Goal:
Copy out word for word the lines below, from the line with "For the unpaved" up to and including the line with "(266, 1083)", and nothing else.

>> begin Available data

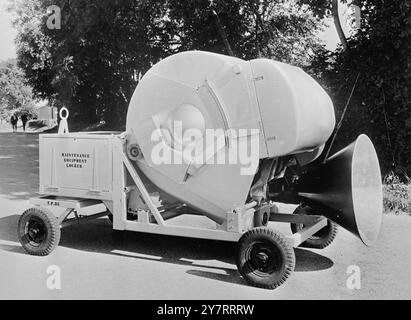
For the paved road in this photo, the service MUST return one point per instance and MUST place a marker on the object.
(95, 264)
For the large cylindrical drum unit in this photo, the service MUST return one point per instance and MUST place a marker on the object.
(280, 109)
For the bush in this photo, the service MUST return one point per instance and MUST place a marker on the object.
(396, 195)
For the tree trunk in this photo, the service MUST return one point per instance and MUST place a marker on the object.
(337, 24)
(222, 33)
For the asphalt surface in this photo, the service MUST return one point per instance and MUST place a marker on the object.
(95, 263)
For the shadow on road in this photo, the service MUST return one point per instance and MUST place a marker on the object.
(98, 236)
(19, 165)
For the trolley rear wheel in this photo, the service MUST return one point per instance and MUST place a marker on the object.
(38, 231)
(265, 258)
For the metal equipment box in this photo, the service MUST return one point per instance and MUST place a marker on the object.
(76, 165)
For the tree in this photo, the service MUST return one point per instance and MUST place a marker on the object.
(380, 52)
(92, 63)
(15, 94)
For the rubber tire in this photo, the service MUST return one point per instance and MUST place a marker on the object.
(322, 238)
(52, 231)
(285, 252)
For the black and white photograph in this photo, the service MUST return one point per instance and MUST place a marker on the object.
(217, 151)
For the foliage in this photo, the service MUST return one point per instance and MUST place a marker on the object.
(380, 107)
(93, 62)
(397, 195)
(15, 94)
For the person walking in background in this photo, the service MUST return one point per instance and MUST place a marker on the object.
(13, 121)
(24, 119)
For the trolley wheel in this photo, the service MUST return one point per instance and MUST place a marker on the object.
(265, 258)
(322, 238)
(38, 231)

>> end Available data
>> begin Available data

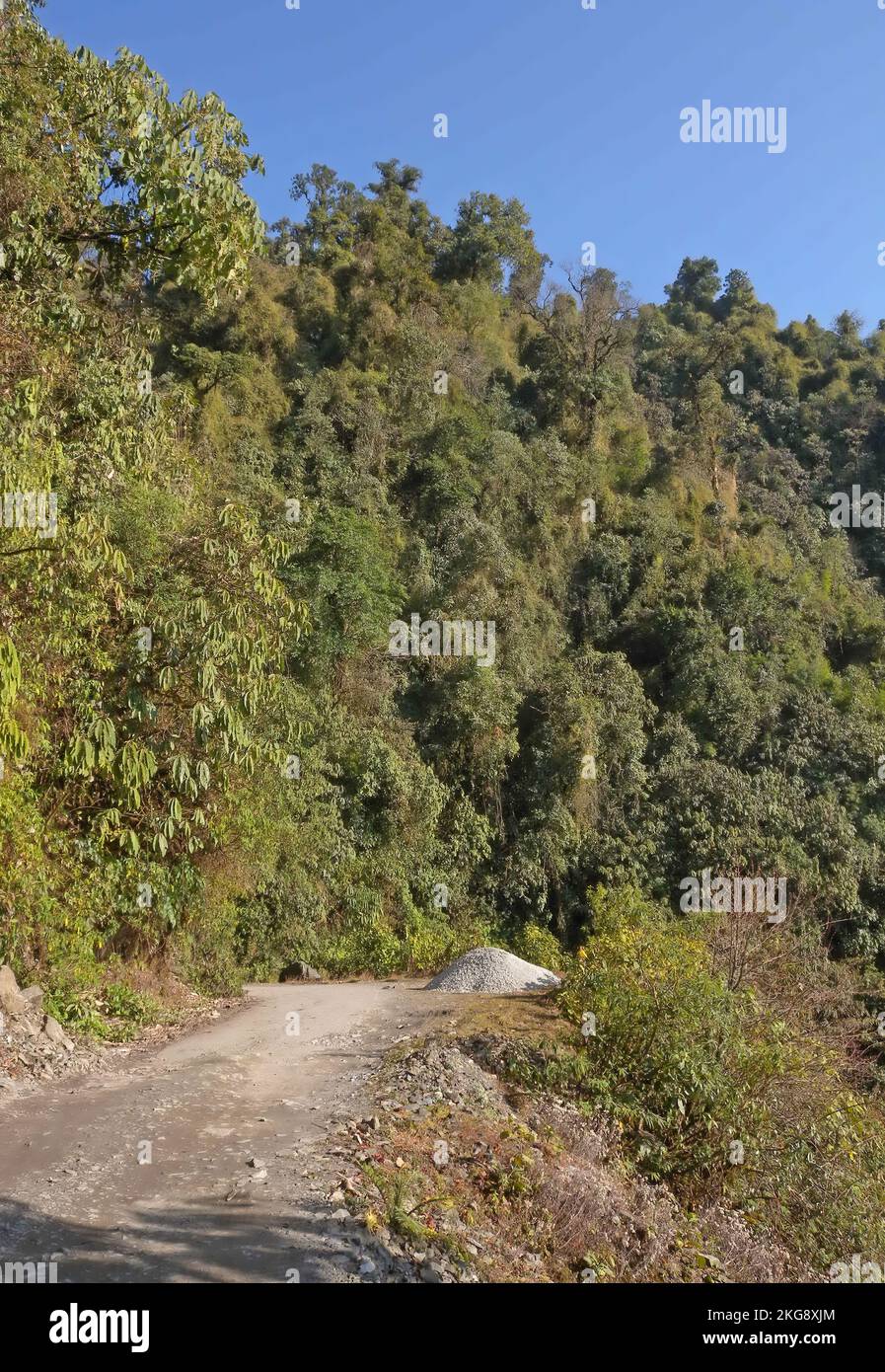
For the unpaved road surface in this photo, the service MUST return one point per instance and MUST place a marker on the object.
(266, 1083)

>> end Available data

Full answer:
For the unpaved road surface in this photo, the service MUST return one point per instance and MUST place a marker on the object.
(266, 1083)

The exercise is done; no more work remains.